### [EXCERPTED PASSAGE]

####################

Recently I have attended a Requiem Mass for a woman who died of a cancer. She gave most of her life to educating children in Catholic schools. Among symbols placed on her coffin was a picture of her favourite prayer, Prayer of St Francis: Make me a channel of your peace… The deceased was known for praying it a lot. She was also known for striving to live out this prayer, for putting it into practice. Delivering Words of Remembrance her daughter used a verse from the prayer to summarise the life of her mother: In giving we receive.
At this time of the year, when days becoming longer and warmer evoke in us an excitement of upcoming summer holidays, Christ Jesus stands in our midst to evoke in us an excitement of his return at the end of time. What is exciting about Jesus’ return? Our Blessed Lord gives us an inspiring and action prompting memory of the ten bridesmaids going to meet the bridegroom. This memory is different to our summer holidays memories because it is not our memory, it is Christ’s memory. It is not what we remember it is what he remembers. He opens his mind and heart to us, so that our minds and hearts could be filled with this memory of his return at the end of time.
Ten bridesmaids went to meet the bridegroom carrying their olive lamps. They are all women because they portray the Church which has a female identity in the Scriptures. They all have lit lamps like all of us in the Church have the transforming gift of our common Baptism, symbolised by our baptismal candles. There are ten of them because the Church is a community which goes together to meet her bridegroom, Jesus Christ. However the Church is not a crowd that carries people along even if they don’t want to. The Church is a community where people preserve and exercise their own responsibility. Our Blessed Lord put it in this way: ‘Five of them were foolish ones and five were sensible.’ The foolish ones were like the man from the parable about the talents, the man who kept what he was given but didn’t multiply it. The sensible bridesmaids brought some extra oil they got to keep the flame of their lamps going. The parable doesn’t tell us how they got the extra oil, this divine love, that sustains the flame of faith, so let us turn to another part of the Bible, to the Gospel of Luke where Jesus said: ‘Give, and you will receive.’ That’s what St Francis treasured: ‘In giving we receive.’ It is not giving something. It is giving yourself following the example of Jesus who gave himself for us and for our salvation.

####################

### [DATASET ENTRIES]
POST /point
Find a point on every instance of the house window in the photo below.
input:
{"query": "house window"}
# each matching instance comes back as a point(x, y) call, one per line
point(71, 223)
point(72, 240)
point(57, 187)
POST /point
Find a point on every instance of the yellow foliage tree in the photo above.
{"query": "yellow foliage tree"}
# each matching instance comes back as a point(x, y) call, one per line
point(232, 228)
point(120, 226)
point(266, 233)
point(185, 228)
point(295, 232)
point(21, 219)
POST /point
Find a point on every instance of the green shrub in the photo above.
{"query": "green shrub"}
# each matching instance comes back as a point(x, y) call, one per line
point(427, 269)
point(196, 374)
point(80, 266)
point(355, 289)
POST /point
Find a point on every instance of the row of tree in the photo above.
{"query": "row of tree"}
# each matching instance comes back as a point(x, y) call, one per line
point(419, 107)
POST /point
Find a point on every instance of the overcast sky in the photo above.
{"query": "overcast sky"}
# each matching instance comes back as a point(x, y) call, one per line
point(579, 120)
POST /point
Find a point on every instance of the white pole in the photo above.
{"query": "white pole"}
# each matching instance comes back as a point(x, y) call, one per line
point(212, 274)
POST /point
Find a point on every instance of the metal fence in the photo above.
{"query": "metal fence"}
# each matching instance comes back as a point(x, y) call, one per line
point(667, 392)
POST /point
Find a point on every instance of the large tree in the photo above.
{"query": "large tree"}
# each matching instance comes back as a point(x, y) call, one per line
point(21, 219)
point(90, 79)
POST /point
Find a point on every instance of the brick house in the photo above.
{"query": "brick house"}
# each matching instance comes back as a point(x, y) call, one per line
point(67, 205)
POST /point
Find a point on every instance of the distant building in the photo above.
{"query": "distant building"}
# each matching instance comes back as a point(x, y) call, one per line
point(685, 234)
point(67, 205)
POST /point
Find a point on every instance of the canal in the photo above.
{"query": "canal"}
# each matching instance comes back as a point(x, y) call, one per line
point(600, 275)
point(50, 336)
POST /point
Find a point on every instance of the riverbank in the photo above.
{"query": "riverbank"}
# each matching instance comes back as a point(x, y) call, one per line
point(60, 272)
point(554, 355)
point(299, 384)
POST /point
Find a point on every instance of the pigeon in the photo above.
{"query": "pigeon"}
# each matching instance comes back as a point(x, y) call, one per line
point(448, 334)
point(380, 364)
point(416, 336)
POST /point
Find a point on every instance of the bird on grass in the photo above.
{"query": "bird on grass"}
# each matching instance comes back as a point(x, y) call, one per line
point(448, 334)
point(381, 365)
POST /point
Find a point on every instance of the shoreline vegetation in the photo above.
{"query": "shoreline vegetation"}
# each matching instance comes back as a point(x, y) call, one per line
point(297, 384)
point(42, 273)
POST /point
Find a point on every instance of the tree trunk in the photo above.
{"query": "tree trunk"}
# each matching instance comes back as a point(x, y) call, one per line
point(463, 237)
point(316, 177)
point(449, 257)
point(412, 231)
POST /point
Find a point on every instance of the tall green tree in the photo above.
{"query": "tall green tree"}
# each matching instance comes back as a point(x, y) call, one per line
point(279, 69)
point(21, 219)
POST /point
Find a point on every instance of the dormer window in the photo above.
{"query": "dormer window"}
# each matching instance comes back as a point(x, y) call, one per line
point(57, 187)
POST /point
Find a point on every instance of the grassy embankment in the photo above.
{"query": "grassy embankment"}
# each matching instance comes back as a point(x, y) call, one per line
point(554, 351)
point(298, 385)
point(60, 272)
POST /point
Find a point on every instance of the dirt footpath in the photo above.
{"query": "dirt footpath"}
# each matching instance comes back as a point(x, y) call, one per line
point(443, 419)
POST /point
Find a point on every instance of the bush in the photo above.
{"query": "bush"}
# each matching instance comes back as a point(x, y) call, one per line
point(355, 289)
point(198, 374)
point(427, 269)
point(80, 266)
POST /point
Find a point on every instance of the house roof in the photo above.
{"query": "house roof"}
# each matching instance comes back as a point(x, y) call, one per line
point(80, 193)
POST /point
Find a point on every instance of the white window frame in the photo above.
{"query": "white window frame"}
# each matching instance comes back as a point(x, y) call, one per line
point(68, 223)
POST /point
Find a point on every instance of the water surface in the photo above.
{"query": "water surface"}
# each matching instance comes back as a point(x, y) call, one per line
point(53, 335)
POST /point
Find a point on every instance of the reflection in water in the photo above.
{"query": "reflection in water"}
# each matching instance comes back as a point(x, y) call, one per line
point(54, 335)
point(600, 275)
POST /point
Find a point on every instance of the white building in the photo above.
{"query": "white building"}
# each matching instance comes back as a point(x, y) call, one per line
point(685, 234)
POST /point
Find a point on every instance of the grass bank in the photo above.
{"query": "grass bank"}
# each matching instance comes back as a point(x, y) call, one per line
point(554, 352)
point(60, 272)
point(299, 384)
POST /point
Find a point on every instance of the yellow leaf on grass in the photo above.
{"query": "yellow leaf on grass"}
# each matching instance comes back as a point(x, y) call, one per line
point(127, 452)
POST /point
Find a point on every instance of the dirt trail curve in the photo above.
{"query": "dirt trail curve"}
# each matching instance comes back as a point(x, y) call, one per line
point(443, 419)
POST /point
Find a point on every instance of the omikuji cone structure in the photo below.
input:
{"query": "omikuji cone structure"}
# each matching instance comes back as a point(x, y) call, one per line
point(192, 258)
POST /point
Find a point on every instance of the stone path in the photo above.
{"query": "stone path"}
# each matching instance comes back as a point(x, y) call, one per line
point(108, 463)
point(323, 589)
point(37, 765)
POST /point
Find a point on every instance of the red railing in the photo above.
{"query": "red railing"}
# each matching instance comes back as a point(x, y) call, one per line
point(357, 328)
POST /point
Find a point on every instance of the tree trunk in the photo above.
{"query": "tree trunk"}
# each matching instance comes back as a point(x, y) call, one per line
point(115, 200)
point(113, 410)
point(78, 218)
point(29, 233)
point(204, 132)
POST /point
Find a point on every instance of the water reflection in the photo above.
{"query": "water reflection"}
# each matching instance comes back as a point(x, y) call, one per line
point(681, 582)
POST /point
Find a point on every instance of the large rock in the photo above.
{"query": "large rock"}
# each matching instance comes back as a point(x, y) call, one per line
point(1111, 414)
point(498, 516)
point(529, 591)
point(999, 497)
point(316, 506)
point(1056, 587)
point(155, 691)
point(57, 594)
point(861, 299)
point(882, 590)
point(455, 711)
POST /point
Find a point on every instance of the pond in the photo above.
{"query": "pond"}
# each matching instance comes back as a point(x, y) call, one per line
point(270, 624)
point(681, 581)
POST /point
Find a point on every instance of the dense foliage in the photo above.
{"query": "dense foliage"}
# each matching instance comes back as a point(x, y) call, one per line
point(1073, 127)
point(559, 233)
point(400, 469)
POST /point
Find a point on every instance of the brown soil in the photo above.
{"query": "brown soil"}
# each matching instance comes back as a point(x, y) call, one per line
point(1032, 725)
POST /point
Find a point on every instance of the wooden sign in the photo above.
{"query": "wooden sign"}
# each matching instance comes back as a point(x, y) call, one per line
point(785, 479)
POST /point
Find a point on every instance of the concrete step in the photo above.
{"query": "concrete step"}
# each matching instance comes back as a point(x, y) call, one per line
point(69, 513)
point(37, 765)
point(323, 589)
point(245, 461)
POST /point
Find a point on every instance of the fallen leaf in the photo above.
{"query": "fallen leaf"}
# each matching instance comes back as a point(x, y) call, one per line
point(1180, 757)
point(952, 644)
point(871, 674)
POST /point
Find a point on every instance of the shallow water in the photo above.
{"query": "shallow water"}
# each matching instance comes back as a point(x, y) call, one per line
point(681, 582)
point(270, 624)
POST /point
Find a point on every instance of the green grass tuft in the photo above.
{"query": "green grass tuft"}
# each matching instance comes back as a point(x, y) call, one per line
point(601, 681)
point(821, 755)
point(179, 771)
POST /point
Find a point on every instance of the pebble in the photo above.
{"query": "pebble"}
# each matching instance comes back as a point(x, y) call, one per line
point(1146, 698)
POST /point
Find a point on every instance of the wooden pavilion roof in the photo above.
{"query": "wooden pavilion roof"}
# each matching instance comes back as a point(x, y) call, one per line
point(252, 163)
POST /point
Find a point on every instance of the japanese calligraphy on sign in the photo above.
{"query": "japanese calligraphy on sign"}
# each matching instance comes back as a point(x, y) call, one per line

####################

### [EXERCISE INSTRUCTIONS]
List every passage that the homily sets inside single quotation marks. The records are separate material, unrelated to the homily.

### [EXPECTED ANSWER]
- ‘Five of them were foolish ones and five were sensible.’
- ‘Give, and you will receive.’
- ‘In giving we receive.’